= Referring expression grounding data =
= Beginning of Section =

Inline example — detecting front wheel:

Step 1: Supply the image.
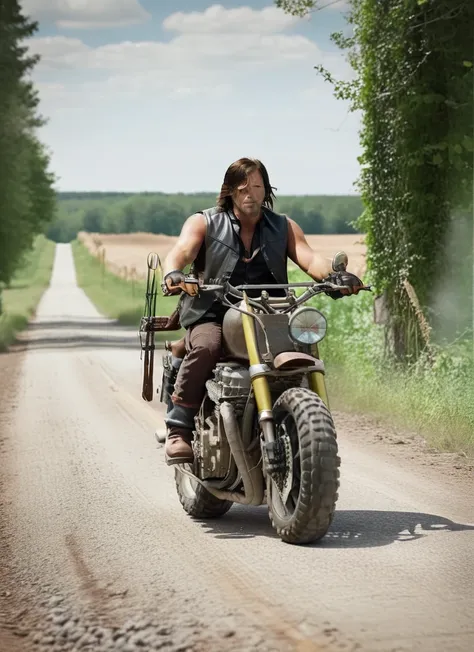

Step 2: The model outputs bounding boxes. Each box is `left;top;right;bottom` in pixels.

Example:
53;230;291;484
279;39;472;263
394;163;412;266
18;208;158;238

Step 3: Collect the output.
267;387;340;544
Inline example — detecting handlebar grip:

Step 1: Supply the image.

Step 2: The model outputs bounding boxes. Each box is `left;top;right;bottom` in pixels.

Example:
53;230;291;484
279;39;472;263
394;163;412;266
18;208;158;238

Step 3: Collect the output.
163;277;200;297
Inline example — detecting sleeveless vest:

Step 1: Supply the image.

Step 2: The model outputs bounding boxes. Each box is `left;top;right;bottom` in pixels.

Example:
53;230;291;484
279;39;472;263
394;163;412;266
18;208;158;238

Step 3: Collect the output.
178;206;289;328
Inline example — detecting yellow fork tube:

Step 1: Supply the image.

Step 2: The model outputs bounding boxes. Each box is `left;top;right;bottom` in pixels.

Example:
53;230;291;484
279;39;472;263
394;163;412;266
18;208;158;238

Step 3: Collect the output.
240;294;272;413
309;344;330;409
309;372;329;408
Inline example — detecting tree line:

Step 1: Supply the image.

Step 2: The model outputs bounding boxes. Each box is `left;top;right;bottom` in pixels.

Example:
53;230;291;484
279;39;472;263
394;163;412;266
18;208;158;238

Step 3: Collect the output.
277;0;473;357
0;1;56;300
46;192;364;243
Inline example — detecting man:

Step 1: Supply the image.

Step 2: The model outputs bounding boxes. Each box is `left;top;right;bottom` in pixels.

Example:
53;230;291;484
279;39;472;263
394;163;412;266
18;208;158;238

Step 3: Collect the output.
162;157;361;464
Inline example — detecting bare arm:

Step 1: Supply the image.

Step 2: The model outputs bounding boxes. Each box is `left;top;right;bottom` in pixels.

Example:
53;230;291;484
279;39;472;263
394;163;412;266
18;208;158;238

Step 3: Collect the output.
286;217;333;281
163;213;206;276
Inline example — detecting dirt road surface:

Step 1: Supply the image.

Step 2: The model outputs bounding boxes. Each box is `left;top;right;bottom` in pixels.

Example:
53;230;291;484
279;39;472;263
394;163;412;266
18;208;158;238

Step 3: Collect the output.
1;244;473;652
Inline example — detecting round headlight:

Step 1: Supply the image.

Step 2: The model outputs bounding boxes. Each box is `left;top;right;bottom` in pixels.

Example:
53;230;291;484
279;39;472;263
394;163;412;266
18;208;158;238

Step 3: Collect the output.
288;307;327;345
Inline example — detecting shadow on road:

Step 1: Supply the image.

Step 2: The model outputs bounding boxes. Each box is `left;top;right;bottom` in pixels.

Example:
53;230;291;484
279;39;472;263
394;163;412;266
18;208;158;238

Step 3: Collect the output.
198;507;474;548
12;337;141;351
27;319;127;330
5;318;168;353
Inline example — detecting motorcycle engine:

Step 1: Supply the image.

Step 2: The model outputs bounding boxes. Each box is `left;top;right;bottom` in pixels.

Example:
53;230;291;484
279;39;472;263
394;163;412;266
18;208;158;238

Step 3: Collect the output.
207;363;251;403
194;363;251;480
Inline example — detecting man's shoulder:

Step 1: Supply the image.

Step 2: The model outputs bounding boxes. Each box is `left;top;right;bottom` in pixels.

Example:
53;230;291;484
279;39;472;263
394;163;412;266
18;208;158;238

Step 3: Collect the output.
191;206;221;221
186;206;219;221
200;205;220;215
187;207;229;238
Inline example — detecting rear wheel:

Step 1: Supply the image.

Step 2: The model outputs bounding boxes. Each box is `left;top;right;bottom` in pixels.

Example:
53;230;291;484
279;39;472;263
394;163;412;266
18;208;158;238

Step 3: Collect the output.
267;387;340;544
174;467;233;519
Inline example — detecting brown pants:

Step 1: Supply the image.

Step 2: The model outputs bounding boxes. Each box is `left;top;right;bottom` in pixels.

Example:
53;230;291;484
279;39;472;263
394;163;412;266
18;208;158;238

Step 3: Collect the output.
171;321;223;409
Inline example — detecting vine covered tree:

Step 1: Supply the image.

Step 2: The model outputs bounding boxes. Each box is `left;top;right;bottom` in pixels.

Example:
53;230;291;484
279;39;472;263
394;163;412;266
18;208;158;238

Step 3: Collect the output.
0;0;56;292
277;0;474;359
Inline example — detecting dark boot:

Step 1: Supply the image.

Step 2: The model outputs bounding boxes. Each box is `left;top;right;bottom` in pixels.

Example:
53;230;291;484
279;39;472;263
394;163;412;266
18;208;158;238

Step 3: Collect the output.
165;427;194;465
163;404;197;466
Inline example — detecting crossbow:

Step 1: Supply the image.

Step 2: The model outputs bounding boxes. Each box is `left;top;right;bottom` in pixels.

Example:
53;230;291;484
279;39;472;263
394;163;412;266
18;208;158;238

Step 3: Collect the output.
139;252;187;401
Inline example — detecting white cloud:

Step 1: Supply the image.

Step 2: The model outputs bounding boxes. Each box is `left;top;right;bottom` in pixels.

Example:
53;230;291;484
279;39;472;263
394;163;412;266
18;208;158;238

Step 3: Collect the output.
30;29;320;100
163;4;299;34
27;5;362;194
30;4;317;70
29;36;90;70
22;0;150;29
28;5;320;95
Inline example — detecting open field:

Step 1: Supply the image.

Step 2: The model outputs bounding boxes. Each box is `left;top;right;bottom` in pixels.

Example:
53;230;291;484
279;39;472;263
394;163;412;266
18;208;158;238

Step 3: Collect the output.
78;231;367;280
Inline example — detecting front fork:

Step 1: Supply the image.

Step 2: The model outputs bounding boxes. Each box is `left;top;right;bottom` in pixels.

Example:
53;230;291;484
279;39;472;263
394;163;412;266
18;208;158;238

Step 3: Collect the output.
240;294;275;444
240;295;331;484
309;343;330;409
240;296;331;447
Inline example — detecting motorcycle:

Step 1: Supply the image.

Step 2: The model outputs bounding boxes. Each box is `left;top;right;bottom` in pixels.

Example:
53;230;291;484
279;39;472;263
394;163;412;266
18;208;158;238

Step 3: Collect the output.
140;251;371;545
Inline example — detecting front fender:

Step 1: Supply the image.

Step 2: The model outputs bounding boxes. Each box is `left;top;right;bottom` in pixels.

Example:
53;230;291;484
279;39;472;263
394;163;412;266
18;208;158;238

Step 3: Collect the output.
273;351;325;372
272;351;329;409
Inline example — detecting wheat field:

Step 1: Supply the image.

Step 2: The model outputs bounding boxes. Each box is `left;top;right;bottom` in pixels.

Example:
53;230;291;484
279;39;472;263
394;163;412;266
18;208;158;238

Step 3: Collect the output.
78;231;367;281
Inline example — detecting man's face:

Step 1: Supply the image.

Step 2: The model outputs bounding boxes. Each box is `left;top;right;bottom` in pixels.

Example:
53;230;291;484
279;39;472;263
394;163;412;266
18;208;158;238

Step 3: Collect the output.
231;168;266;218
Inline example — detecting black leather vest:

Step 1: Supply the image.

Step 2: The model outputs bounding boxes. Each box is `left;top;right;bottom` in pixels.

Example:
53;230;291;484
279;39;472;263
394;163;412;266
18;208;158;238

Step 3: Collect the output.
178;206;289;328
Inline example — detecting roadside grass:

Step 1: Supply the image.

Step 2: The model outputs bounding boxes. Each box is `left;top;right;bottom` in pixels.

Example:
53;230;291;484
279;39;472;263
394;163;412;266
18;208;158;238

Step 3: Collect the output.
287;268;474;457
71;240;181;337
0;235;56;351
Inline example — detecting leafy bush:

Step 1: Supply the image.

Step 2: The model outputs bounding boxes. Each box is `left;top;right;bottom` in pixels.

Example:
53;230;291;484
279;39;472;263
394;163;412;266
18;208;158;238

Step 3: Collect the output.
288;267;474;455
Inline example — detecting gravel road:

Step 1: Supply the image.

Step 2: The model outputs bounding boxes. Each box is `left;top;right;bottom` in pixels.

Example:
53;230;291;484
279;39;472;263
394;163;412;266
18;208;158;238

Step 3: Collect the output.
0;243;473;652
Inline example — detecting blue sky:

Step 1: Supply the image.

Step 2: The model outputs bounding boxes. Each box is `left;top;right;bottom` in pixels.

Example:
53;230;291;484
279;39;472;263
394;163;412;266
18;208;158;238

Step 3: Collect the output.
24;1;361;195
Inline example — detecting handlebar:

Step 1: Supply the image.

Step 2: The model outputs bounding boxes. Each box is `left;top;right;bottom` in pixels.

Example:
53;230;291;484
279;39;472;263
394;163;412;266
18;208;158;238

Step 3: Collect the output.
199;281;371;293
165;279;372;299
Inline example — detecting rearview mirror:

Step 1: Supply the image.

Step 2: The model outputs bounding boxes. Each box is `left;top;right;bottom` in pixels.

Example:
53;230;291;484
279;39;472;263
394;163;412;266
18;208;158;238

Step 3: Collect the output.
332;251;348;272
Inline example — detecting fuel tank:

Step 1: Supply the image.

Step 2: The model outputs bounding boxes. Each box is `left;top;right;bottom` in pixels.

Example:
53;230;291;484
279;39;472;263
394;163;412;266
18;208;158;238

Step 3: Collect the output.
222;301;294;360
222;301;249;360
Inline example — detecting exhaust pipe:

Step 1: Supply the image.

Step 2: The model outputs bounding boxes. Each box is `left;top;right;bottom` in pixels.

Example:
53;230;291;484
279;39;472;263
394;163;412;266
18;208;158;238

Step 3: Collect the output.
203;401;264;506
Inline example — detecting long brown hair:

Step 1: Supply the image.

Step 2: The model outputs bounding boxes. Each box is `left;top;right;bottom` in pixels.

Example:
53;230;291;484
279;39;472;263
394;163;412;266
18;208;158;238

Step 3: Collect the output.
216;158;277;212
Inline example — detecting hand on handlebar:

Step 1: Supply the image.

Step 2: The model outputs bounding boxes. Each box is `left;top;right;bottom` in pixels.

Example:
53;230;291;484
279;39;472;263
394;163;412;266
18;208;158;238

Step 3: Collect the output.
162;270;185;295
162;270;200;297
323;271;365;300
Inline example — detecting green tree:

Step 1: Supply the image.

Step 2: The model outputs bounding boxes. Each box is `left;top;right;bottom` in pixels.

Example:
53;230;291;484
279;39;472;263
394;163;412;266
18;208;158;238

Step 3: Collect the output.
83;207;102;233
276;0;474;360
0;0;56;292
50;192;363;240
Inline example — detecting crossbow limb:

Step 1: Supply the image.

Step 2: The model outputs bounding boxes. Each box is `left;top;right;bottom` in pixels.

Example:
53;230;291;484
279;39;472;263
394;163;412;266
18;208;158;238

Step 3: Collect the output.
139;252;183;402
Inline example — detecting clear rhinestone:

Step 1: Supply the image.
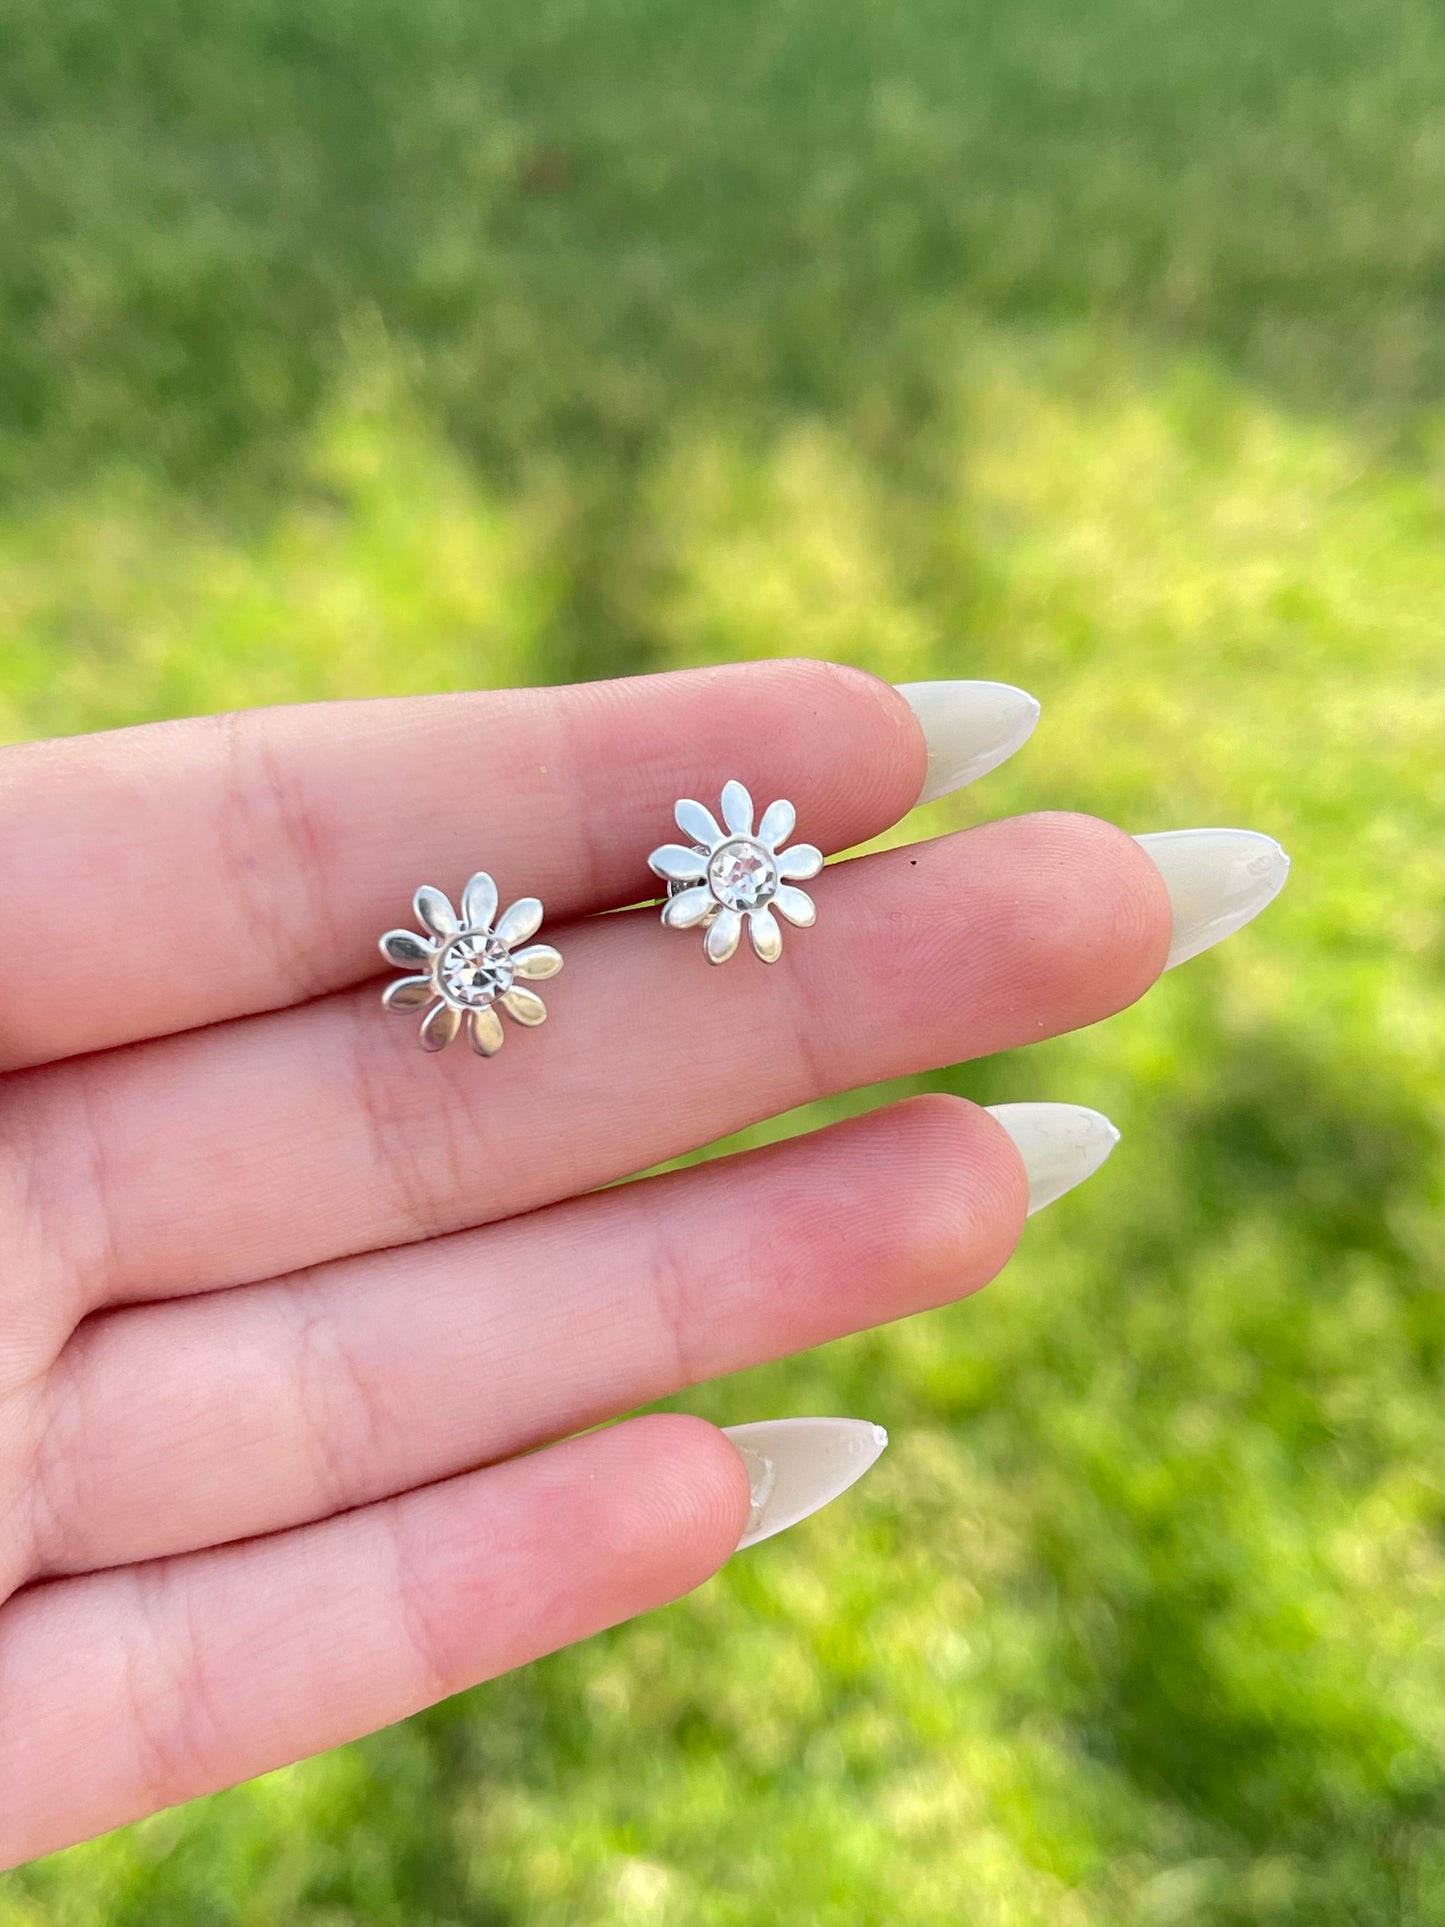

= End of Section =

= TASK INSTRUCTIONS =
For the data above, state how many of its lines contain the word "fork", giving no other text.

= RESPONSE TO THE EXERCISE =
2